• Exercise prompt:
In the essay about Madeline Neumann, what disease would she have been diagnosed with if her parents had taken her to a doctor?

Like Daniel Hauser, eleven-year-old Madeline Neumann became gravely ill, and like Daniel, her parents refused to seek appropriate medical care. Unlike Daniel, though, Madeline didn't come to the attention of government officials until it was too late. Instead, for the last month or so of her life she became weaker and weaker, suffering from extreme thirst and nausea, until finally she lapsed into a coma and died on the floor of her home while her parents stood around and did nothing.

Well, not nothing, I guess -- they prayed. They prayed, and they had their friends pray, and waited for divine intervention. They could have taken their daughter to a doctor, where she would have been diagnosed with diabetes and lived a long and relatively healthy life, but they didn't. "If I go to the doctor, I am putting the doctor before God," her father would later say in his own defense. "I am not believing what he said he would do." *

I am, as ever, interested in the line between the right of parents to practice their religion, and the right of minor children to enjoy the protection of the courts when their parents fall down on the job. This case didn't turn out well for anybody in that family: Madeline is dead, and her parents have both been convicted of second-degree reckless homicide (her mother earlier in the year, and her father last week) and face a sentence of up to twenty-five years to life. Their other children have lost a sister and both parents in the space of a little more than a year. So nobody wins here, but I wonder if this is the beginning of the government's willingness to prosecute parents who cause harm (or allow harm) to their children come to their children in the name of religion. It's always been a touchy area, and for the most part "It's my religion" is a fairly good excuse. In almost every state, for instance, parents can decline to vaccinate their children for religious reasons, but in only a few can they decline on the grounds of having looked at the science. That kind of reasoning doesn't have any place in a modern society.

I don't want to come across as anti-religion here, because I'm not. The majority of Americans are believers (largely Christians) who teach their religious values to their children and still manage to take them to doctors when they break bones or develop cancer. I also believe that adults in this country are free to make any kind of misguided and irrational decisions they want. Handle snakes? Fine. Fast? Be my guest. Drop acid to commune with the divine? Have at it. But it's not okay to harm your children out of irrational belief. Not even when you try to pin your decisions on God.

And it's good that the court system is starting to be less hands-off with those parents who do.

 

* As reported in the linked Yahoo story.

Data extracted from a collection
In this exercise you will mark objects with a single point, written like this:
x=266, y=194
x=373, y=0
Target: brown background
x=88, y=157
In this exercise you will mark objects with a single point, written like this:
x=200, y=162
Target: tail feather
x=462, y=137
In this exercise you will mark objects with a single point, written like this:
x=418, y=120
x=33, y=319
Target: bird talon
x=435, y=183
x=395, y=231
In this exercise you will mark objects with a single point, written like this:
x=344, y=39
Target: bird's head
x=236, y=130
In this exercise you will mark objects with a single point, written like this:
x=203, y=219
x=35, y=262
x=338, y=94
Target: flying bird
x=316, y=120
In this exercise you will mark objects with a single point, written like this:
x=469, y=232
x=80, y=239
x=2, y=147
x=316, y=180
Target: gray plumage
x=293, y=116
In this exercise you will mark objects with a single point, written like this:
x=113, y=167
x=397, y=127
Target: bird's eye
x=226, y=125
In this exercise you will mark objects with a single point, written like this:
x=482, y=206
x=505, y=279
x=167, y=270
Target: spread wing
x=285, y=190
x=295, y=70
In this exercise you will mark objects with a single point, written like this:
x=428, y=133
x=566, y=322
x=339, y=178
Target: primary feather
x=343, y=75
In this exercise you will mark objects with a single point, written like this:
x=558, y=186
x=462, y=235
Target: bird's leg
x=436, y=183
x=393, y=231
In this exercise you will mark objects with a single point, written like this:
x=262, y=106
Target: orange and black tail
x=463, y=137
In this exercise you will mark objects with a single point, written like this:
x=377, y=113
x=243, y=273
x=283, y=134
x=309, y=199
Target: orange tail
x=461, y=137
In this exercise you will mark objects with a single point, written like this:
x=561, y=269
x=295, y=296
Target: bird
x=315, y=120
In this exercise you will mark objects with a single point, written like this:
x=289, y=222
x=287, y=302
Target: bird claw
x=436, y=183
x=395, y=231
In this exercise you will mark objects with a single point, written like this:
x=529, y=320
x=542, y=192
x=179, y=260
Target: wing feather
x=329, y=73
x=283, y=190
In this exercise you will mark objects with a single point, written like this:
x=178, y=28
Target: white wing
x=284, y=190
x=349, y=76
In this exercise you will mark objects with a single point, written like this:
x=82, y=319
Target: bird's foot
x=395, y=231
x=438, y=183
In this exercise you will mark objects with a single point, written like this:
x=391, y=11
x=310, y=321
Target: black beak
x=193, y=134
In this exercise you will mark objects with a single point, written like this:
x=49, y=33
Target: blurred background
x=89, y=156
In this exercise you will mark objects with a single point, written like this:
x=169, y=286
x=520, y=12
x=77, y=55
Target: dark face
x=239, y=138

• Response to the task:
Diabetes.